## Requirements
Retype precisely the section of the data that starts at the line containing "Expected: one pin per instance of the woman's shoulder, each" and runs to its final line, ends included.

## Data to use
- - -

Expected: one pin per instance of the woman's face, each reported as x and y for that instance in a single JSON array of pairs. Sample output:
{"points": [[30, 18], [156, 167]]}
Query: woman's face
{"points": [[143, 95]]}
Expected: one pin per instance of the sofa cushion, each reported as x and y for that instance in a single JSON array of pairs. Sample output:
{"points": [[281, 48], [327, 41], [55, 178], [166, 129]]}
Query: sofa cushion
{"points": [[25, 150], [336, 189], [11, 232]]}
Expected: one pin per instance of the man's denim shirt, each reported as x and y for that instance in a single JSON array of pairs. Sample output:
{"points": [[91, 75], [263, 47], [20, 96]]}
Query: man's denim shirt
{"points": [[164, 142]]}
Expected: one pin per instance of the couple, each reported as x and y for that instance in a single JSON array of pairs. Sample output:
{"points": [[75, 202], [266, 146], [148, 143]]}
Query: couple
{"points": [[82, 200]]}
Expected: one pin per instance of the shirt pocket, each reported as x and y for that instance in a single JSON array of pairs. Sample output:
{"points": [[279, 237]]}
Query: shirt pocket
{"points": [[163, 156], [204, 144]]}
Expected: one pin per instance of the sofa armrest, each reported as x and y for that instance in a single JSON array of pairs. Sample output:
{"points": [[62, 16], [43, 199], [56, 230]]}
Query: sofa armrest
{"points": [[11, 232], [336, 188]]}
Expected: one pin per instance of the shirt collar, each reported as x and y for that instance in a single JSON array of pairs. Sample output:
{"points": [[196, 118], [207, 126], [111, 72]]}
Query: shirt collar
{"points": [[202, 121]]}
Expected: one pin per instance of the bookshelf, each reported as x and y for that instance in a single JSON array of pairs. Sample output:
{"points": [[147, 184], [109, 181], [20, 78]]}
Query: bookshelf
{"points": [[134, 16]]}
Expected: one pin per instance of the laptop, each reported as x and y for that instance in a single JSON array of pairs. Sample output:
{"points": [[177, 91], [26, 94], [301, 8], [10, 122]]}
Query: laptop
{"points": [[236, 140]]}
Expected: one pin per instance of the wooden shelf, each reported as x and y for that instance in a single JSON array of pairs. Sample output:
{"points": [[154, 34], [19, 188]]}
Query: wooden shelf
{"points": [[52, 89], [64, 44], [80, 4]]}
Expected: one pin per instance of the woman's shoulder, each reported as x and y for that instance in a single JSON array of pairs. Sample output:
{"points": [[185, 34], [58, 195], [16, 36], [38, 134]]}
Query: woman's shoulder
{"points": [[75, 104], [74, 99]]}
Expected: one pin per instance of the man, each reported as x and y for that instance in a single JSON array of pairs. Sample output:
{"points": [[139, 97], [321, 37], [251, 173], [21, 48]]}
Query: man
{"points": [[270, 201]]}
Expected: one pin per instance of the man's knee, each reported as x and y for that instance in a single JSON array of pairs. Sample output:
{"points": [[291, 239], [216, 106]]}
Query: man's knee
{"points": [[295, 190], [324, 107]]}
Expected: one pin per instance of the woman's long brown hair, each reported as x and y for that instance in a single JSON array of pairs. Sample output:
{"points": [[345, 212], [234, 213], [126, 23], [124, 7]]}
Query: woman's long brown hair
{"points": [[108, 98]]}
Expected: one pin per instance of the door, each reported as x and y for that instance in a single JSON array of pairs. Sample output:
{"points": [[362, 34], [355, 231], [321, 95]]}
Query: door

- - -

## Exercise output
Expected: one pin per instance of the woman's shoulder, each reported as x and y for that instance in a single JSON array of pairs. Sample output:
{"points": [[185, 34], [58, 195], [16, 36], [38, 134]]}
Query: woman's shoulder
{"points": [[75, 104], [74, 99]]}
Expected: one pin per instance of the man, each reported as x and y for that instance in a single JSON array of pairs. Sample output:
{"points": [[139, 97], [321, 37], [251, 173], [21, 48]]}
Query: man
{"points": [[270, 201]]}
Expected: one pin per instance of the man's knee, each reported as x and y for that instance in a single JSON array of pairs. Sample output:
{"points": [[291, 239], [216, 106]]}
Query: man's knee
{"points": [[295, 190], [324, 107]]}
Expected: one pin per instance of the woman's long brown hair, each reported as x and y for that instance in a single JSON array of pairs. Sample output:
{"points": [[345, 212], [234, 213], [126, 23], [124, 7]]}
Query: woman's long brown hair
{"points": [[108, 98]]}
Expected: one pin per instance of the door, each reported as x and y for that instance in a single JSON array of pairs. Sample output:
{"points": [[362, 34], [355, 231], [321, 95]]}
Query: door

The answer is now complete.